» **Challenge**: Could you reproduce the records below, requests included, from the start through the line that contains "[[0, 0, 167, 148]]", with every bounding-box coordinate in the answers shifted by adding -45?

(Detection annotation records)
──────────────────────────────
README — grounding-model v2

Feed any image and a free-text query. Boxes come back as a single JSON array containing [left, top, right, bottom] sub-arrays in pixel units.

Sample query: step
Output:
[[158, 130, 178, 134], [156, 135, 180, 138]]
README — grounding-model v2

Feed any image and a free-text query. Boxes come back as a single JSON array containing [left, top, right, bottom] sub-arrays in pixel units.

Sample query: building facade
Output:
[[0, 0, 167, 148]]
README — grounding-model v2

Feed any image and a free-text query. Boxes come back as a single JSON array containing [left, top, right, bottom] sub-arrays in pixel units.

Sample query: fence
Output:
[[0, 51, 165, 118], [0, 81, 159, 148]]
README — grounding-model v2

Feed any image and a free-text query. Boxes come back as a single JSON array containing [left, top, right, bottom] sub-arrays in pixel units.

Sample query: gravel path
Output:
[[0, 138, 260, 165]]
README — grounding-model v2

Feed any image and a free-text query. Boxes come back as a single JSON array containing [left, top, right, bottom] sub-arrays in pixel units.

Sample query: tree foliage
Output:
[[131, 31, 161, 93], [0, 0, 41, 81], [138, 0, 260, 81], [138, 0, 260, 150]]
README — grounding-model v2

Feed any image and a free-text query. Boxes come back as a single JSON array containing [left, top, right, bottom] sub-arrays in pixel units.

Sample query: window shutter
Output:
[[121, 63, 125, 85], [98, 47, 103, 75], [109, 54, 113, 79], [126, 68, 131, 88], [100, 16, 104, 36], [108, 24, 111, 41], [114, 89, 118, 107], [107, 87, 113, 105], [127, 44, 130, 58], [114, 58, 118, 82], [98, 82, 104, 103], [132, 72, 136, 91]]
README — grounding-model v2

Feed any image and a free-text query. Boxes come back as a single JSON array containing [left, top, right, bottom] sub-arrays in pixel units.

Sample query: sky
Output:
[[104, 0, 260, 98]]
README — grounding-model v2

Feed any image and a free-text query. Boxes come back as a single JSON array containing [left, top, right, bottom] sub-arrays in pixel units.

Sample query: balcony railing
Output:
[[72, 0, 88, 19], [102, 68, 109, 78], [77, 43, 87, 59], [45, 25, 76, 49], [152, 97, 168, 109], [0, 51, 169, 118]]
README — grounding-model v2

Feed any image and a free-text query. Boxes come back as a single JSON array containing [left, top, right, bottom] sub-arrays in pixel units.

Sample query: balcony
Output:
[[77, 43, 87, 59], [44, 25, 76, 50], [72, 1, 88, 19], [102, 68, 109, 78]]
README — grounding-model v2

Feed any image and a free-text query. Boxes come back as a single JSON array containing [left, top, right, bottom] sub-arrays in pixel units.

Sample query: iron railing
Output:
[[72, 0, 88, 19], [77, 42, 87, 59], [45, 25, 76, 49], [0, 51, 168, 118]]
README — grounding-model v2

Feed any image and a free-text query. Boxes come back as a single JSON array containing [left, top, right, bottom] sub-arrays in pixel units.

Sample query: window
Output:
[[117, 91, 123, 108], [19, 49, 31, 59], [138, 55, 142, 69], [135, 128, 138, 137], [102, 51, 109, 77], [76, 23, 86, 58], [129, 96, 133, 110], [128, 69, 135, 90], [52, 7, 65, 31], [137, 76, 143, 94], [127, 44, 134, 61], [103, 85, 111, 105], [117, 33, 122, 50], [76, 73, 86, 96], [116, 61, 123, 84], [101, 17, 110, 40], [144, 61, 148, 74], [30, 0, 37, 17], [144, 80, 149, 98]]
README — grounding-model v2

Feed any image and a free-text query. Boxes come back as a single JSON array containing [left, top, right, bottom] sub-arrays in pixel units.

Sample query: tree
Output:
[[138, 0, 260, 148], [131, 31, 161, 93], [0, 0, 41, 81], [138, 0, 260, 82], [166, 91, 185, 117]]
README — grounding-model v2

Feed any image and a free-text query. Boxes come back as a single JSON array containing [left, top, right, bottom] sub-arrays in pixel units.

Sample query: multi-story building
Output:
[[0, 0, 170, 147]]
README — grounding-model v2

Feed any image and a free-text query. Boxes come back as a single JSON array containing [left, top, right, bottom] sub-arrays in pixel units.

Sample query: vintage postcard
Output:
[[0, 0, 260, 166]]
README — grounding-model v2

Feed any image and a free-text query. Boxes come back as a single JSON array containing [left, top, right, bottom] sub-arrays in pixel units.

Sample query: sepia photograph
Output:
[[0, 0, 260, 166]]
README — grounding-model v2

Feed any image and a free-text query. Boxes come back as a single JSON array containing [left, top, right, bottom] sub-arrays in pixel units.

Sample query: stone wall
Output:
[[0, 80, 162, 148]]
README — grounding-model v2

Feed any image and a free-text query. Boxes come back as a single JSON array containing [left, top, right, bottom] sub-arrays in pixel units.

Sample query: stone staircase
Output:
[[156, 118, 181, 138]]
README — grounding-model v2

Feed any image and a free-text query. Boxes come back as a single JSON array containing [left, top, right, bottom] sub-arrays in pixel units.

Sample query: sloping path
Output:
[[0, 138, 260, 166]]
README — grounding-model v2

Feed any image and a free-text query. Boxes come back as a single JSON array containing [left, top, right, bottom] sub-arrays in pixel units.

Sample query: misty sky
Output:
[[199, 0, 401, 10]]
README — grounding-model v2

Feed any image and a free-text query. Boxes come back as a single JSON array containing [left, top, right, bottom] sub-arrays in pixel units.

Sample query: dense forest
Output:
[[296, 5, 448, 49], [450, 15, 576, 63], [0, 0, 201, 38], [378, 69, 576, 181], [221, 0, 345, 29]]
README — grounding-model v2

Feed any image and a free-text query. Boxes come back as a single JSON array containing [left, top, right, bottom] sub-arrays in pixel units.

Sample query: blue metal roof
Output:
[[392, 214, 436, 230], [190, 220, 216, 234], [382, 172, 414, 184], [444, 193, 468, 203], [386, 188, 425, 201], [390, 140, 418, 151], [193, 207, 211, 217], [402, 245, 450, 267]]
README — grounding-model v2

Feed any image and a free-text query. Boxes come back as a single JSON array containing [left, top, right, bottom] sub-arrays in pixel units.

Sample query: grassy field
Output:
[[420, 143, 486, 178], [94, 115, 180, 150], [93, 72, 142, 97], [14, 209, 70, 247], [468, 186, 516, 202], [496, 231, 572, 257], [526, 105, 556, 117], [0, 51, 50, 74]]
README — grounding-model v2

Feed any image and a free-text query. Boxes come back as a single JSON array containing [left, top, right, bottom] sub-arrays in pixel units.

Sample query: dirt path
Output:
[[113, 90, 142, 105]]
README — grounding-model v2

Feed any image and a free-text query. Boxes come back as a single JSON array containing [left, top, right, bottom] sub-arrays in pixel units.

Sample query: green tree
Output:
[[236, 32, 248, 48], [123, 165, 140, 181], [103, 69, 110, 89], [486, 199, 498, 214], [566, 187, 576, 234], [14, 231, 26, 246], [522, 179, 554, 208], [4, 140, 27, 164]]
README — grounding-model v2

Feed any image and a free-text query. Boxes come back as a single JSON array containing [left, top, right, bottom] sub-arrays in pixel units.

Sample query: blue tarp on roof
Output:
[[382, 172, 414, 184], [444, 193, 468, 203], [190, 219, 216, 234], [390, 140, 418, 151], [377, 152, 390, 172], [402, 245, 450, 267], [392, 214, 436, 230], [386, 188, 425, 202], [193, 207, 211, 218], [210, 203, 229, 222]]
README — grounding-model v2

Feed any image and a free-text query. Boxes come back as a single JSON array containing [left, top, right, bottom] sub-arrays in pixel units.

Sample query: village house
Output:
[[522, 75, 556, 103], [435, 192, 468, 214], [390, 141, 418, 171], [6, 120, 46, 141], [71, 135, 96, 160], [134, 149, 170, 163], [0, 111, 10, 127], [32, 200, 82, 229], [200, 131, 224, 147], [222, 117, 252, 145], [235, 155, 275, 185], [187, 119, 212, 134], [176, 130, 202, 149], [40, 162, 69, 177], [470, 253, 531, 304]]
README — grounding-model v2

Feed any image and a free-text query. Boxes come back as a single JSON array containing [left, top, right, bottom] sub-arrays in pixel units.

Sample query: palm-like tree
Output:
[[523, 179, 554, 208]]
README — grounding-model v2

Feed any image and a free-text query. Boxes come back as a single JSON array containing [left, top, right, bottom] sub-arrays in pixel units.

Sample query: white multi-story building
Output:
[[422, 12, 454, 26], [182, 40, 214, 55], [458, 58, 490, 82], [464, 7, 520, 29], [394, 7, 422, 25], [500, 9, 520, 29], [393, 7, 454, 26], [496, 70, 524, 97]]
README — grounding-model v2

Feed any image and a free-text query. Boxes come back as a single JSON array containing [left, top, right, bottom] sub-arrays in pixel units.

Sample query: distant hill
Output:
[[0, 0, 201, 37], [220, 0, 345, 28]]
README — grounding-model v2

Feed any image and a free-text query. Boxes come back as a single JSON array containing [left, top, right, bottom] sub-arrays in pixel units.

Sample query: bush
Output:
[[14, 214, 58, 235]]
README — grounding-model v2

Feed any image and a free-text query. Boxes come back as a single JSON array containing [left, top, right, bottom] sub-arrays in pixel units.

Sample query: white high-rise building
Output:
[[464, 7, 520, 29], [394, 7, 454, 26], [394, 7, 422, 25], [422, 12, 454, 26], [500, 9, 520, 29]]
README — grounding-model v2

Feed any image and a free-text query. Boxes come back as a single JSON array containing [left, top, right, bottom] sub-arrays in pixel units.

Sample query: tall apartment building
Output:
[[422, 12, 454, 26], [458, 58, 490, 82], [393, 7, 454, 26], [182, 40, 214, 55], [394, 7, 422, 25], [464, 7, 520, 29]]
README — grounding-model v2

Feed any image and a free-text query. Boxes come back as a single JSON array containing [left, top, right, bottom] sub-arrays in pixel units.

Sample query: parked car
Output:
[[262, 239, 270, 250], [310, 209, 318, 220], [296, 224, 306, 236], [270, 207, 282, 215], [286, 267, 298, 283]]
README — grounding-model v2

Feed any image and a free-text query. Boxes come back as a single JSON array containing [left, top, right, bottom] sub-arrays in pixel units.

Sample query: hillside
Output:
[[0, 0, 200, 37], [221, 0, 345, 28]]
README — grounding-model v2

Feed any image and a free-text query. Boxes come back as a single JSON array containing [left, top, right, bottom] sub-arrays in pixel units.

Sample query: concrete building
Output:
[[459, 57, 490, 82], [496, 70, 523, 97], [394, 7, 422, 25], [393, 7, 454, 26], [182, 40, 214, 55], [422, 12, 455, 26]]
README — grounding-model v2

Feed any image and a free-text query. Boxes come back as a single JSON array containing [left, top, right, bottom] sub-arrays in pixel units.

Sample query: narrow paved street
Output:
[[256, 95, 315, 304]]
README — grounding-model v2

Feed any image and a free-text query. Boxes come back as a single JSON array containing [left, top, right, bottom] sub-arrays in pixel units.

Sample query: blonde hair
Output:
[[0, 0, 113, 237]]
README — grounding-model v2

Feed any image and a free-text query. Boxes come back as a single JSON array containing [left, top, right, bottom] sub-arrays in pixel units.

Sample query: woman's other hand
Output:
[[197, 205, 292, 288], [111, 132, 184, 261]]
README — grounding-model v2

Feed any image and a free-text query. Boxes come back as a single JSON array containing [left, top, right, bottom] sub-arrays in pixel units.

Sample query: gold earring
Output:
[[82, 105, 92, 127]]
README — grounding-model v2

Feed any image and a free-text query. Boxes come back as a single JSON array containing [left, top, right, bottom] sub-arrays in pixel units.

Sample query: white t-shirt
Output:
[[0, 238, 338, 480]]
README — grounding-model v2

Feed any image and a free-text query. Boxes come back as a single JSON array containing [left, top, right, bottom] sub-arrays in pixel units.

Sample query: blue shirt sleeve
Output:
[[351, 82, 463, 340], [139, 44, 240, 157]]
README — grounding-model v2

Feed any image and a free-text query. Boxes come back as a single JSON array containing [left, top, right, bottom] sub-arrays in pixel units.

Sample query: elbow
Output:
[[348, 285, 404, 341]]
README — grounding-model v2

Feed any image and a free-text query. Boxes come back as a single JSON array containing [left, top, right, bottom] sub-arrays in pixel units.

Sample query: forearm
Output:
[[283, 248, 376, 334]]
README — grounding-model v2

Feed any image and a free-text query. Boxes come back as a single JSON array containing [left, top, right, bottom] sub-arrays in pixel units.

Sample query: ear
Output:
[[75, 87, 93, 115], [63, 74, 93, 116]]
──────────────────────────────
» **Written answer**:
README — grounding-model v2

Feed any image and a free-text query. Boxes come back as a single JSON array containing [left, top, right, bottom] sub-arrays in pixel units.

Sample query: step
Output:
[[113, 85, 133, 89], [111, 90, 135, 93]]
README — grounding-model v2

Feed any image and a free-text query. Boxes come back as a single JSON array containing [left, top, right, bottom] sub-arrays in pixel units.

Sample query: building facade
Output:
[[-45, -45, 122, 103]]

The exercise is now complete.